CHALLENGE 1 —
Answer these from the shifter linkage passage:
(a) What was the writer sitting on while staring at the shifter parts?
(b) How large is the offset from the shift lever on the engine to the centerline of the cab?
(c) What size and type of pipe did the writer have on hand?
CHALLENGE 2 — Copy the part of the shifter linkage passage that begins with the words "Finally decided to" and stops after "plan was born....".
CHALLENGE 3 — Carry on the shifter linkage passage from where it stops.

EXCERPTED PASSAGE —
━━━━━━

I spent an hour sitting on a Homer bucket staring at the shifter shaft, the stick shift lever, and all mechanical components that were in the way.
Finally decided to get my *** off the bucket and crawl underneath the car to see what it looked like under there. It is wide open, with a 9.5" offset from the shift lever on the engine to the centerline of the cab.
Finally recognized that when I was manually shifting the lever that it took a pretty good shove (like the foot shifter on the bike....) to get the transmission to shift... which I wasn't getting with a wimpy push/pull cable. Decided the linkage needed some mass behind it. I had some 1/2" S80 pipe that I tapped the ends on years ago to 5/8" UNF prototyping some hairpin radius rods. Dug the matching clevises out of a drawer and a plan was born....

━━━━━━

[Region annotation entries]
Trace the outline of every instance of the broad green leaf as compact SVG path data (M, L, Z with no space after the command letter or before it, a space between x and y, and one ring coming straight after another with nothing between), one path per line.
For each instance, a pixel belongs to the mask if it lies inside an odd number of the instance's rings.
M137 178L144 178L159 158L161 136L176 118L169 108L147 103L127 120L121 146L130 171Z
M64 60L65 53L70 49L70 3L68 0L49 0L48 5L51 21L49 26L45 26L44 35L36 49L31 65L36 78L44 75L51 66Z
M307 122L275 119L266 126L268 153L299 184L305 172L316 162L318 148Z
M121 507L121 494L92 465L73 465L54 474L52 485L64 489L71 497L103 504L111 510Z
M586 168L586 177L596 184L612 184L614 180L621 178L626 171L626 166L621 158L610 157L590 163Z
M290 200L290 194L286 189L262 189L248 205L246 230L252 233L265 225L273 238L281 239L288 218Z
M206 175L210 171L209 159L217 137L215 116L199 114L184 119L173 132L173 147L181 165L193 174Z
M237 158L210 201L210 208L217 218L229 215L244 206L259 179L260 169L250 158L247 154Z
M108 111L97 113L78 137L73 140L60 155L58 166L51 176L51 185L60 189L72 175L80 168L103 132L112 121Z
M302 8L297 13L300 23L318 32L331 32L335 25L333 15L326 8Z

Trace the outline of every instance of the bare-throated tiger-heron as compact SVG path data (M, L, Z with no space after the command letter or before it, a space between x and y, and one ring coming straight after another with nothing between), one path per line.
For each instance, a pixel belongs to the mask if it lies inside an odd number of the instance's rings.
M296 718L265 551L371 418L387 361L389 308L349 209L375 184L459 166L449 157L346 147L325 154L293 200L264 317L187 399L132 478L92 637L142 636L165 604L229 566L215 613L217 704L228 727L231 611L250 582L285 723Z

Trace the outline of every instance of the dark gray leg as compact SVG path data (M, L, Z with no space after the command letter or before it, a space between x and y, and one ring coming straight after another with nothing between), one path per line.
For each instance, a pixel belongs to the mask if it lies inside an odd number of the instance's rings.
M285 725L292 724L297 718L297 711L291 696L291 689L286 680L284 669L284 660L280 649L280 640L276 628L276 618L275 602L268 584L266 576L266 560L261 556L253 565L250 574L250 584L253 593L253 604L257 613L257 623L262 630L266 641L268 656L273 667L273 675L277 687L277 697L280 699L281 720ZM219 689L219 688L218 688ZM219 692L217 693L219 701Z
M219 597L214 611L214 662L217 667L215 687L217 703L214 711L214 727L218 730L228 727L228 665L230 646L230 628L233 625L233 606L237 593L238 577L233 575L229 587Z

━━━━━━

EXPECTED ANSWER 1 —
(a) A Homer bucket.
(b) 9.5".
(c) 1/2" S80 pipe.

EXPECTED ANSWER 2 —
Finally decided to get my *** off the bucket and crawl underneath the car to see what it looked like under there. It is wide open, with a 9.5" offset from the shift lever on the engine to the centerline of the cab.
Finally recognized that when I was manually shifting the lever that it took a pretty good shove (like the foot shifter on the bike....) to get the transmission to shift... which I wasn't getting with a wimpy push/pull cable. Decided the linkage needed some mass behind it. I had some 1/2" S80 pipe that I tapped the ends on years ago to 5/8" UNF prototyping some hairpin radius rods. Dug the matching clevises out of a drawer and a plan was born....

EXPECTED ANSWER 3 —
Mocked up a quick prototype on the little welding table out of wood for proof of concept. It worked great on the bench, so I cut the hole through the floor in the cab and tried it out. Need to adjust the geometry a bit, but it operates like I envisioned. I was so focused on using a cable mechanism that I didn't look at other options. This solution is so much simpler.
Will start fabricating it out of steel tomorrow, need to pick up some 1/2" flat bar for the shift lever, it is sandwiched between two UHMW plates to minimize any lateral movement on the shifter assembly.
I may have to use Heim joints instead of clevises, but those are readily available.
IMG_20240818_142814580.jpgIMG_20240818_142823688.jpg

Thanks for looking.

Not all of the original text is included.